§ Task prompt
Extract, verbatim, all lines starting at the one containing "Expected: a single pin indicated on each instance of the distant" and ending with the final line of the listing, and no others.

[Entries from a dataset]

-- Start --

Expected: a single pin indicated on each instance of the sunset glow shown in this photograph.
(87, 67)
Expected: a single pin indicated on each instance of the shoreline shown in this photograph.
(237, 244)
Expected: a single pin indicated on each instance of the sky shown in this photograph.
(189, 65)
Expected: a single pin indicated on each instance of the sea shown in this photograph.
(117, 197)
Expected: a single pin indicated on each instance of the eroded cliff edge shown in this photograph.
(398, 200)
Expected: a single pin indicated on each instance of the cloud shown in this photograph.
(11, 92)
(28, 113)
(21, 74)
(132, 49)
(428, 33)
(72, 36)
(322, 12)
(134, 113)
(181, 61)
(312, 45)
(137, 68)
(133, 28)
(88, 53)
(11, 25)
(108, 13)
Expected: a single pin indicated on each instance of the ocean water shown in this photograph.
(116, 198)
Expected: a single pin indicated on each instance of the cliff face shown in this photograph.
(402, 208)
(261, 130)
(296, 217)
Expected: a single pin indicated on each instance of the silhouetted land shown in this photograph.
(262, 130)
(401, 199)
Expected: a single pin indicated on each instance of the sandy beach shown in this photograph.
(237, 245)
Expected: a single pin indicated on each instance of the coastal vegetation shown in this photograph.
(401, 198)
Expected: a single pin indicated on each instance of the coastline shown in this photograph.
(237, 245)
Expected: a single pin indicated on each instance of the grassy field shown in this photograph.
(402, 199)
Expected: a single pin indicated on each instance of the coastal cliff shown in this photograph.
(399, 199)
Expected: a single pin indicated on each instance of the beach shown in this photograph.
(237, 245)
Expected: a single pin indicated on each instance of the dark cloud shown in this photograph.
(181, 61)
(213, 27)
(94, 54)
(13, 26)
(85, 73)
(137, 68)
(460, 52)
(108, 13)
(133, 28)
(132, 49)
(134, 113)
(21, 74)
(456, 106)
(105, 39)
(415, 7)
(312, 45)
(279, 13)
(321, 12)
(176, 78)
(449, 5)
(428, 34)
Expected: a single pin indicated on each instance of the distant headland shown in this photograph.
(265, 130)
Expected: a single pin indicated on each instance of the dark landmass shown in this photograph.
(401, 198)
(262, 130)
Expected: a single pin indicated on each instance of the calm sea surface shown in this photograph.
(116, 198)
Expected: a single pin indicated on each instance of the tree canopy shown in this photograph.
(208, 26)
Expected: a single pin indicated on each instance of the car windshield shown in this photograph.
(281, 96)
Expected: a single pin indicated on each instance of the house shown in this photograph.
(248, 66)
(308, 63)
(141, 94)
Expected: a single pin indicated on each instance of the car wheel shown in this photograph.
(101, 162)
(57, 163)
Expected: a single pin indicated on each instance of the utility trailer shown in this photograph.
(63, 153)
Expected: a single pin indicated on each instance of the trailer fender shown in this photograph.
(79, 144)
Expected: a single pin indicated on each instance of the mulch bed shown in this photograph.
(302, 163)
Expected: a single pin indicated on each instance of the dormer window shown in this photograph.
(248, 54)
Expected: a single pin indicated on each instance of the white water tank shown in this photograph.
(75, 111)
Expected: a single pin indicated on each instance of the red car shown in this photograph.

-- End --

§ Output
Expected: a single pin indicated on each instance of the distant headland shown in this photograph.
(265, 130)
Expected: a single pin indicated on each instance of the dark landmass shown in this photograph.
(401, 198)
(262, 130)
Expected: a single pin indicated on each instance of the calm sea surface shown in this photograph.
(116, 198)
Expected: a single pin indicated on each instance of the tree canopy shown in this photograph.
(208, 26)
Expected: a single pin indicated on each instance of the car windshield shown in this photograph.
(281, 96)
Expected: a single pin indicated on each instance of the house shown in this photograph.
(248, 66)
(308, 63)
(141, 94)
Expected: a single pin indicated on each instance of the car wheel shown in this photograph.
(101, 162)
(57, 163)
Expected: a single pin indicated on each instance of the utility trailer shown in this photograph.
(63, 153)
Expected: a single pin indicated on each instance of the trailer fender shown in this photograph.
(79, 144)
Expected: a single pin indicated on each instance of the mulch bed shown in this photograph.
(302, 163)
Expected: a single pin indicated on each instance of the dormer window shown in this photograph.
(248, 54)
Expected: a single pin indicated on each instance of the white water tank shown in this photograph.
(75, 111)
Expected: a single pin indicated on each instance of the red car shown in this photograph.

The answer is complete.